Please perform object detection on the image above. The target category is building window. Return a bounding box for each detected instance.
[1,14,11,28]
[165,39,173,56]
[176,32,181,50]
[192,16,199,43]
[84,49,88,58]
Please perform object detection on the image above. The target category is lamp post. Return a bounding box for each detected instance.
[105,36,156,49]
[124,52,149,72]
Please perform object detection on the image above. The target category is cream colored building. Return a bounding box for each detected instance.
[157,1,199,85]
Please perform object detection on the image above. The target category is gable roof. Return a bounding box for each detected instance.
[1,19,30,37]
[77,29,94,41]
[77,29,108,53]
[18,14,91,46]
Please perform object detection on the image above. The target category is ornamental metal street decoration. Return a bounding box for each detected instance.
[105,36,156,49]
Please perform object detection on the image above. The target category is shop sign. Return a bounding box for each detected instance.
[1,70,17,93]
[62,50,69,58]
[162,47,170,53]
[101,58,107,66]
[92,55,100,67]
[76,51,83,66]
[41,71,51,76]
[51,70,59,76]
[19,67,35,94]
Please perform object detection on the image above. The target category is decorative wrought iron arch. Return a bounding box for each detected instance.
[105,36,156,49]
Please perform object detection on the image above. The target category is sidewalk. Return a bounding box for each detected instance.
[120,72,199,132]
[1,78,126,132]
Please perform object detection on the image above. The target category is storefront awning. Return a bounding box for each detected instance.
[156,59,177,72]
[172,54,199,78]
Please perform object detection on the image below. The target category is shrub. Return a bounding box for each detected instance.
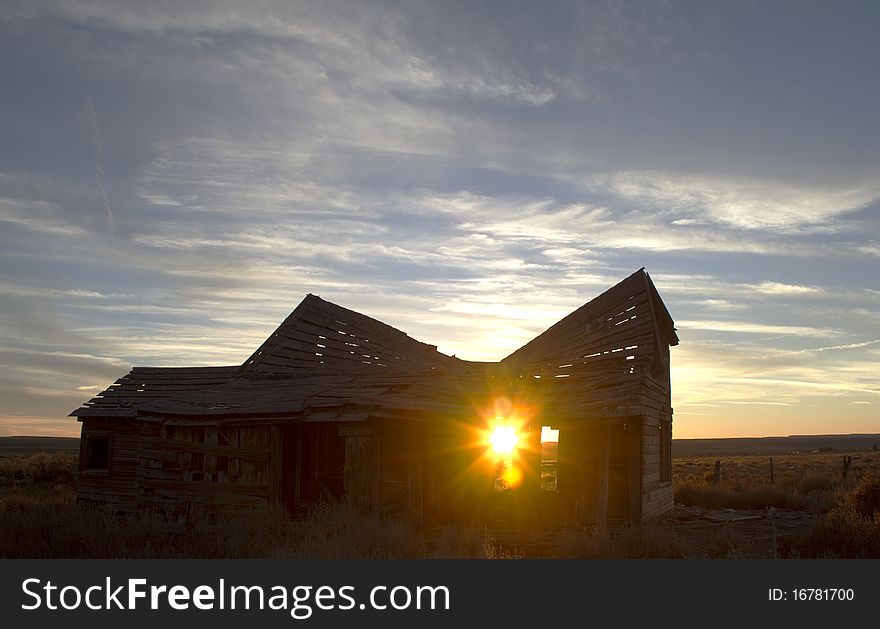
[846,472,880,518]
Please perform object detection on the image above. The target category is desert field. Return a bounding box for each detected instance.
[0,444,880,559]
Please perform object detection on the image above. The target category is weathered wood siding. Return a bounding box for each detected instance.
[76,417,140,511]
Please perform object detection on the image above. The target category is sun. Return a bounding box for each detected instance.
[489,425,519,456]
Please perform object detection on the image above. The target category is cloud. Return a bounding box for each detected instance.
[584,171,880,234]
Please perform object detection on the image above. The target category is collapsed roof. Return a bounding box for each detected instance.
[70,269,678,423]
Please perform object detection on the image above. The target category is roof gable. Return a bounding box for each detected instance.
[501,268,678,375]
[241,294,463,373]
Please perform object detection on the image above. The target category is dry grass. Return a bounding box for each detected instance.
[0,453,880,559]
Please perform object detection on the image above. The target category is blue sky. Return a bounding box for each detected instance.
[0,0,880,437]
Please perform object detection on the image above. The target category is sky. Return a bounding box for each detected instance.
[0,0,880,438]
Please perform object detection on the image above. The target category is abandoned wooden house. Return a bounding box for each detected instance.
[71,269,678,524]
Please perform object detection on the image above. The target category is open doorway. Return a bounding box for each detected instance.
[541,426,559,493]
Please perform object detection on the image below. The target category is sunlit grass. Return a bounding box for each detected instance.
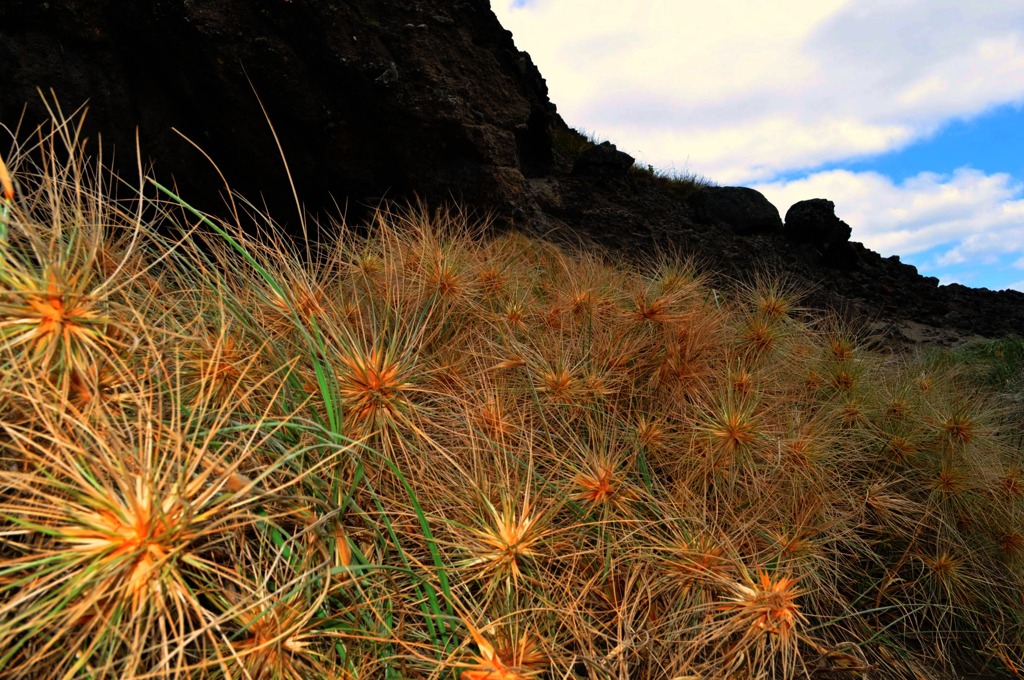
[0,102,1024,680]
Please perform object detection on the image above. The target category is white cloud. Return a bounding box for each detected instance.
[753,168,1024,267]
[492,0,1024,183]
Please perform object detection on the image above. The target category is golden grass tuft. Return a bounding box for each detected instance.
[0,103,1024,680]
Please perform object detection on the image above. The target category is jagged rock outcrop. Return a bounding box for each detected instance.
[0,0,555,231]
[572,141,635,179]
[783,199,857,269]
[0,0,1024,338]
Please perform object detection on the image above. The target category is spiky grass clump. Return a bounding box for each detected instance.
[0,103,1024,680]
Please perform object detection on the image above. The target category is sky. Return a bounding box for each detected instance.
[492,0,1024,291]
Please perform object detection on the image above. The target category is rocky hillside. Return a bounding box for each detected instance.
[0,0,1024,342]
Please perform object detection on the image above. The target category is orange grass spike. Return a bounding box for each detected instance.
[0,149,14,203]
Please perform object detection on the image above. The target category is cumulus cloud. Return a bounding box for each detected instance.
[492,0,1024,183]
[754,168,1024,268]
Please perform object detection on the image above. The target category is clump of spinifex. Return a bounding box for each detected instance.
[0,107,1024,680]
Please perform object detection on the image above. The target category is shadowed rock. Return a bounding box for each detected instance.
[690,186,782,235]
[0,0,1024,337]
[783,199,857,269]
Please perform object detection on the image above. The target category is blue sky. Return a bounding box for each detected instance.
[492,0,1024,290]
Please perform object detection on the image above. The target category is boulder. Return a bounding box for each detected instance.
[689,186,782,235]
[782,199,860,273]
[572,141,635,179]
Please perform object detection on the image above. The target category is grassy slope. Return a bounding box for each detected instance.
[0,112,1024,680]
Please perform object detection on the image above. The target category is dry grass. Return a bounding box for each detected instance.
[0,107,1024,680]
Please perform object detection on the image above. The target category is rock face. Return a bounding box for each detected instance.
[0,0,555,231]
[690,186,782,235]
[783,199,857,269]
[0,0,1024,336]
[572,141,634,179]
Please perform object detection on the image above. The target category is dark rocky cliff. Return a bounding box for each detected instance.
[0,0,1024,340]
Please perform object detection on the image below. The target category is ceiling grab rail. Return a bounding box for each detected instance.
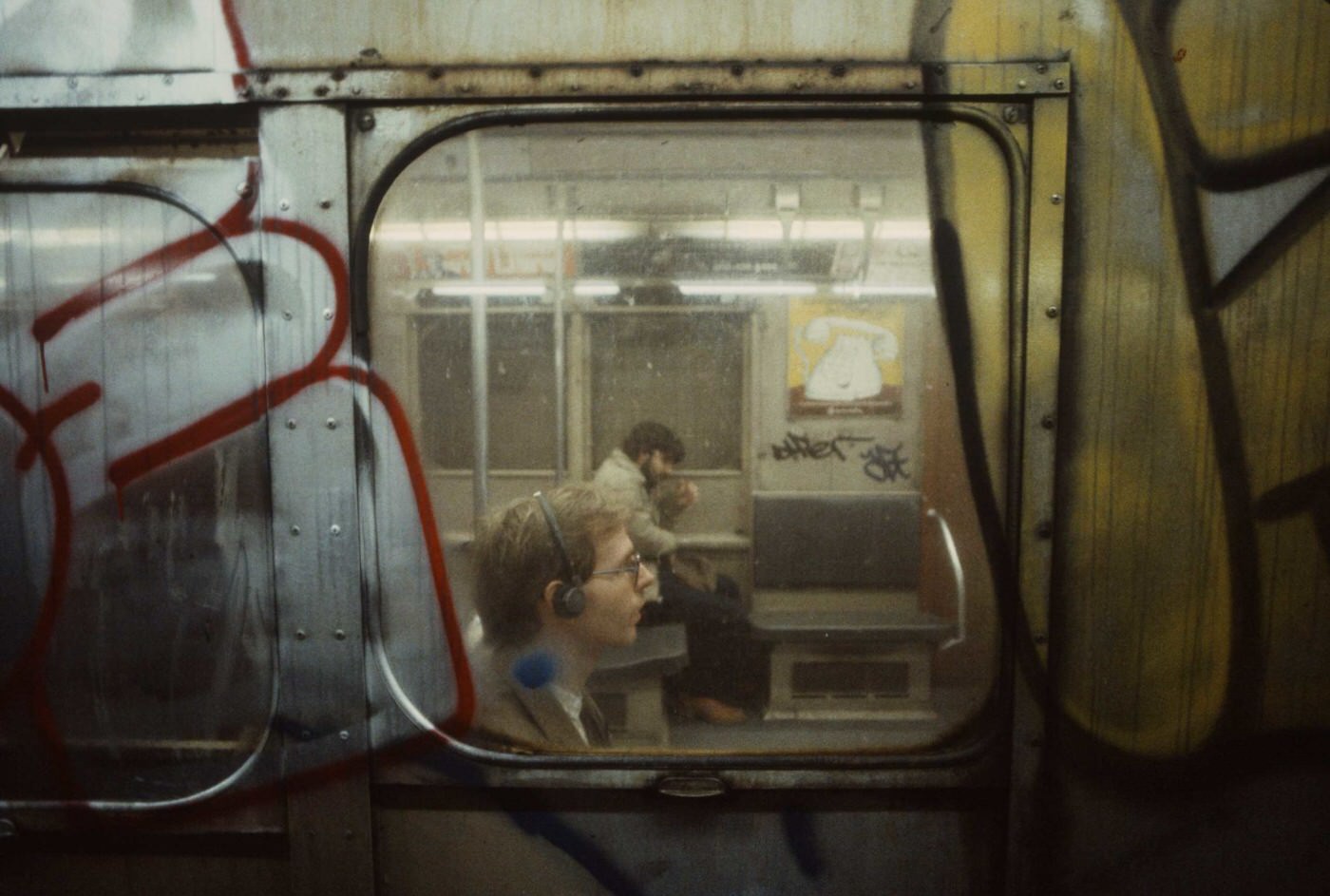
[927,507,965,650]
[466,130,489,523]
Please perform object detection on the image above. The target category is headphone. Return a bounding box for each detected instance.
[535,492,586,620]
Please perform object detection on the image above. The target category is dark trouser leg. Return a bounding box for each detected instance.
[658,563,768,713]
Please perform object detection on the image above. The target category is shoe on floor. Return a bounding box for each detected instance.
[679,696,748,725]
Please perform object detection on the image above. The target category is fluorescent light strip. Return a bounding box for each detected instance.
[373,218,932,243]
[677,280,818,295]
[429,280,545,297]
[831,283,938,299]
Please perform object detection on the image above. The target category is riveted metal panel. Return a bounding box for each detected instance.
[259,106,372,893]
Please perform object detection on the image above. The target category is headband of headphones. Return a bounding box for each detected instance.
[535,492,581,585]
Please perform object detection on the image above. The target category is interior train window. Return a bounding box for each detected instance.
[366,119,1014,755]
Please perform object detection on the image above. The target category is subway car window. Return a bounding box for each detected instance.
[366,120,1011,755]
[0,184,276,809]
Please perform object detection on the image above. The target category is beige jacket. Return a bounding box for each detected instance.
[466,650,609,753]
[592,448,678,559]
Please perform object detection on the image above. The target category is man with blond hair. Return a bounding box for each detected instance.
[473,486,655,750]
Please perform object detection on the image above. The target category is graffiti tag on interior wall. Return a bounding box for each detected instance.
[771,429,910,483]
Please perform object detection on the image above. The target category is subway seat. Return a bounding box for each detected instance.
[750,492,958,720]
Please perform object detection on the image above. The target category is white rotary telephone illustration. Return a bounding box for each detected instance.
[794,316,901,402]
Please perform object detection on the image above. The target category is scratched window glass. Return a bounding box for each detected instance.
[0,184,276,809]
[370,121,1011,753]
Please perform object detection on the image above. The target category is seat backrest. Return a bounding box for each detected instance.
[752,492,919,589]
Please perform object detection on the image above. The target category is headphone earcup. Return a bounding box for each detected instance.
_ _ _ _
What is expected: Copy every item above word for word, keeping each line in its original order. Omit the pictures from your copy.

The answer:
Please perform object detection on the image above. The target category is building window. Return a bounding box for each detected instance.
[1,14,11,28]
[165,39,173,56]
[176,32,181,50]
[192,16,199,43]
[84,49,88,58]
Please perform object detection on the image above. The target category is lamp post. Return a bounding box for each detected instance.
[105,36,156,49]
[124,52,149,72]
Please perform object detection on the image above. The target category is cream colored building. Return a bounding box for each detected instance.
[157,1,199,85]
Please perform object detection on the image above. The target category is gable roof. Return a bounding box for each detected instance.
[1,19,30,37]
[77,29,94,41]
[77,29,108,53]
[18,14,91,46]
Please perform object detection on the image above. The target category is ornamental metal street decoration. Return a bounding box for each detected instance.
[105,36,156,49]
Please perform object detection on the image above. The target category is shop sign. Return a bounding box for each detected instance.
[1,70,17,93]
[62,50,69,58]
[162,47,170,53]
[101,58,107,66]
[92,55,100,67]
[76,51,83,66]
[41,71,51,76]
[51,70,59,76]
[19,67,35,94]
Please perform object detection on the image above. The target category is decorative wrought iron arch. Return a bounding box for each detected instance.
[105,36,156,49]
Please perform object detection on the image above. The target category is sidewalk. Return a bounding box for each detected instance.
[120,72,199,132]
[1,78,126,132]
Please perform object detection on the image above. The target category is storefront awning. Return a bounding box for each detected instance.
[156,59,177,72]
[172,54,199,78]
Please perform object detection on the image below. The target category is shrub. Return a bounding box for each detected instance.
[846,472,880,518]
Please perform object detection on the image above. The target category is desert field. Return a bounding box for each detected instance.
[0,444,880,559]
Please perform object detection on the image above. The target category is weathered wood siding. Return a bounding box for each detected instance.
[76,417,140,511]
Please perform object detection on the image above. The target category is sun. Return a bounding box for each detected instance.
[489,425,519,456]
Please perform object detection on the image above. The target category is cloud. Return a bounding box for each detected instance.
[584,171,880,234]
Please perform object detection on the image above. The target category is collapsed roof. Return a bounding box for each detected instance.
[70,269,678,423]
Please perform object detection on the image above. The target category is roof gable. Return a bounding box for each detected instance.
[501,268,678,375]
[241,294,463,373]
Please perform object detection on the image above. The target category is dry grass. Return a bounding box for each detected instance.
[0,453,880,559]
Please perform object detection on the image above. The target category is blue sky. Return a bounding box for each detected instance.
[0,0,880,437]
Please perform object detection on the image above. The target category is sky. Return a bounding box for each detected instance.
[0,0,880,438]
Please perform object detection on the image above. The target category is abandoned wooden house. Return a bounding box for each detected instance.
[71,269,678,524]
Please perform object detection on the image above. The target category is open doorway. Return a bounding box for each detected instance.
[541,426,559,493]
Please perform object detection on the image below. The target category is sunlit grass. Return a bounding box for each detected instance.
[0,102,1024,680]
Please perform object detection on the image above. The target category is white cloud. Return a bounding box for each detected instance.
[753,168,1024,267]
[492,0,1024,183]
Please perform object detection on the image above. The target category is golden grass tuft. Return a bounding box for each detected instance.
[0,103,1024,680]
Please perform object detection on the image above. The target category is jagged rock outcrop. Return a bounding box for each detected instance.
[0,0,555,231]
[572,141,635,179]
[783,199,857,269]
[0,0,1024,338]
Please perform object detection on the image above. The target category is spiky grass clump. Return a bounding box for each detected instance.
[0,103,1024,680]
Please perform object detection on the image above. The target category is sky. Return a bounding box for each detected instance.
[492,0,1024,291]
Please perform object detection on the image above. The target category is rocky hillside. Return a bounding box for each detected instance.
[0,0,1024,342]
Please perform object detection on the image above. The target category is orange grass spike. Return a bounding box for each detected instance.
[0,149,14,203]
Please perform object detection on the image above. The target category is cumulus cloud. Return a bounding box for each detected instance.
[492,0,1024,183]
[754,168,1024,268]
Please perform object detection on the image above. The target category is clump of spinifex. Return a bounding box for each detected instance.
[0,107,1024,680]
Please perform object detection on the image above. The target category is shadowed rock. Return a bounding box for each detected instance.
[690,186,782,235]
[0,0,1024,337]
[783,199,857,269]
Please perform object detection on the image above. The target category is blue sky. Return a bounding box for each detected instance.
[492,0,1024,290]
Please perform object detection on the image above. The target category is boulder. Return a bounding box for each detected instance.
[689,186,782,235]
[782,199,860,273]
[572,141,635,179]
Please perform object detection on the image above. The target category is grassy slope. Return a bounding box for each detected instance.
[0,112,1024,680]
Please perform object detection on the image above. The target category is dry grass. Return a bounding box for each detected instance.
[0,107,1024,680]
Please perform object detection on the image above. The target category is rock face. Return a bounding box for each detected instance.
[0,0,555,231]
[690,186,782,235]
[783,199,857,269]
[0,0,1024,336]
[572,141,634,179]
Please perform object detection on the image above. The target category is dark rocky cliff. Return a bounding box for each detected instance.
[0,0,1024,340]
Please perform object detection on the image below. The target category is ceiling grab rail. Return a bounding box for each detected instance.
[927,507,965,650]
[466,130,489,523]
Please perform object detection on the image above. The target category is headphone. Return a bounding box for each detected instance.
[535,492,586,620]
Please perform object detection on the image above. The target category is dark trouser leg. Return a bounding box for each detected instance.
[658,563,768,713]
Please perform object detection on the image above. The target category is shoe on floor. Return a bounding box for each detected instance.
[679,696,748,725]
Please perform object detection on the image above. The target category is fluorescent light strip. Return a bounding box for each detected instance.
[373,218,932,243]
[677,280,818,295]
[429,280,545,297]
[831,283,938,299]
Please perform object detection on the image above. The target category is riveted metal panel. Return a bounding box for each detected instance.
[259,106,372,893]
Please perform object detection on the image above. The target category is headband of headphones. Return a bounding box for each detected instance.
[535,492,581,585]
Please perform object detection on the image above. The target category is interior train window. Return a bounding box for each detected instance.
[366,119,1014,755]
Please perform object detection on the image above. The target category is subway car window. Return a bounding box for each detected instance.
[366,120,1011,755]
[0,184,276,809]
Please perform object detection on the image above. The target category is beige jacket. Return a bounding box for each detected instance.
[466,650,609,753]
[592,448,678,559]
Please perform object detection on the image above. The target category is man with blond hair. Return a bounding box for each detected instance.
[473,486,655,750]
Please perform object detection on the image above. The target category is graffiti tag on interior wall. Return a bounding box for each detected instance.
[771,429,910,483]
Please perform object detection on the image above. The target category is subway seat. Return a bounding box for each detected instance.
[750,492,958,720]
Please perform object detection on the image above. The target category is white rotary telephone illustration. Return a bounding box for each detected instance.
[794,316,901,402]
Please perform object detection on the image above. The target category is scratched window glass. Return a bounding box for each detected instance.
[0,184,276,809]
[370,121,1011,753]
Please perform object detection on the image above. The target category is seat backrest. Return a bounding box for each detected instance.
[752,492,919,589]
Please perform object detection on the image above. The target category is headphone earcup. Return a bounding box for each detected instance.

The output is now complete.